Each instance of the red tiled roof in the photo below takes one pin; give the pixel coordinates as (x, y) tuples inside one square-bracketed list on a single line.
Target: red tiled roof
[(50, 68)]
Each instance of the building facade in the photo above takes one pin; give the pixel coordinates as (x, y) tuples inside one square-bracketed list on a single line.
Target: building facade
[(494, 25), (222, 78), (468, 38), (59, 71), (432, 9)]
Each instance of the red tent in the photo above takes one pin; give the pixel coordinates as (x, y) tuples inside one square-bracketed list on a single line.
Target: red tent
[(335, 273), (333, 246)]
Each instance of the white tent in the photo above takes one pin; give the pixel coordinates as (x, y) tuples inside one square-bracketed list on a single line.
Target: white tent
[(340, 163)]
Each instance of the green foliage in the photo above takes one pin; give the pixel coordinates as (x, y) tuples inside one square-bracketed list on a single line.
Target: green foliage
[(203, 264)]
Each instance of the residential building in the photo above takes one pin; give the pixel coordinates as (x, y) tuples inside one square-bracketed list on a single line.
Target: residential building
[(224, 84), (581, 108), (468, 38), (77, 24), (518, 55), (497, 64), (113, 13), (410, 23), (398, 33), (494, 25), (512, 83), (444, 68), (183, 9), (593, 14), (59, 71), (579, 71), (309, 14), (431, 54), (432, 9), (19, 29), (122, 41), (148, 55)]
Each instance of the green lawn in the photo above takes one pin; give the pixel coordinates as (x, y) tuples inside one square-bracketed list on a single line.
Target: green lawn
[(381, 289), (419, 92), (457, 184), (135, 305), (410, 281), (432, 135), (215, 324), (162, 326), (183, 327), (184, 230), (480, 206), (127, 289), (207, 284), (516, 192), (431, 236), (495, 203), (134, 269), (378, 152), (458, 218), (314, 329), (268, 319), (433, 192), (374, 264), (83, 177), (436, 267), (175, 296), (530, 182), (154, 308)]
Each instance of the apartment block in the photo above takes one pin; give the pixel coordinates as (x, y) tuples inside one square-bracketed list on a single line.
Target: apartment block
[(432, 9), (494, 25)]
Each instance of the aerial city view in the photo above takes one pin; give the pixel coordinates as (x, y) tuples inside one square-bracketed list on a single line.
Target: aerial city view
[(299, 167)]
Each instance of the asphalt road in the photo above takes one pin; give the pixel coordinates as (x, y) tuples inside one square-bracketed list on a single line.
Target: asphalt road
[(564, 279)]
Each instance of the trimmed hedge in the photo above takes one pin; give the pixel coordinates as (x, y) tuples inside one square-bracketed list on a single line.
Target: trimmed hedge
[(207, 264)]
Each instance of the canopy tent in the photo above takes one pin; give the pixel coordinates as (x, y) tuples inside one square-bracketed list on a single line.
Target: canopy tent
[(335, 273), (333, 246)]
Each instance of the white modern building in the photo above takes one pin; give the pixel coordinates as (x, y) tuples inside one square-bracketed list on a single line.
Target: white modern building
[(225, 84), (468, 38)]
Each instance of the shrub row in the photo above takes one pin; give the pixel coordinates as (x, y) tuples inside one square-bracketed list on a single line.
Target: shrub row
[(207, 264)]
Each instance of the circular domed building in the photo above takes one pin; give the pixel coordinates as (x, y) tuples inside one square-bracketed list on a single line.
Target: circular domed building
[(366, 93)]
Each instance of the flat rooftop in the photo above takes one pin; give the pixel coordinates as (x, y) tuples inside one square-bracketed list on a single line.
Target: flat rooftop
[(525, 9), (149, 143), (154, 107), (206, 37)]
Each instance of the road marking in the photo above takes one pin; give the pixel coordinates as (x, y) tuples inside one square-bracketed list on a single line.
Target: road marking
——
INSTRUCTIONS FOR THE TASK
Reproduce only the lines running from the one that contains "Each instance of the aerial" to the last line of the records.

RESULT OF THIS TASK
Each instance of the aerial city view in the photo above takes one pin; give the pixel coordinates as (x, y) tuples inside one square-bracketed list on a single line.
Target: aerial city view
[(299, 167)]
Each instance of the asphalt road in the photo above takes one pin; give the pixel coordinates as (x, y) tuples inside one square-bracketed list on a single line.
Target: asphalt road
[(564, 279)]
Each instance of the trimmed hedge in the photo above takes one pin; give the pixel coordinates as (x, y) tuples inside one square-bracketed list on a single line.
Target: trimmed hedge
[(207, 264)]
Each instance of the canopy tent in the photo above takes one pin; give the pixel coordinates as (x, y) tuples inside one square-bracketed list on a single line.
Target: canopy tent
[(335, 273), (333, 246)]
Each instance of the white modern building in the photo above takes one pin; give the pixel coordinates as (x, y) tuples inside one square-bracketed list on a single line.
Target: white modern building
[(225, 84), (468, 38)]
Each instance of the shrub row in the photo above takes one pin; give the pixel coordinates as (x, y) tuples inside one square-bracketed list on a single line.
Target: shrub row
[(207, 264)]
Each instance of the circular domed building in the photo above takes one pin; give the pixel coordinates as (x, y) tuples inside one square-bracketed list on a single line.
Target: circular domed building
[(366, 93)]
Each instance of the flat rooftop in the photo above takes one pin; give the pixel coordinates as (x, y) tuples inside one square-bracketed list on a single line.
Target: flat rooftop
[(525, 9), (149, 143), (154, 107), (206, 37)]
Each instance of the road marking in the photo above takes one pin; give the pixel coordinates as (x, y) tuples inside one square-bracketed list on a single line.
Target: road marking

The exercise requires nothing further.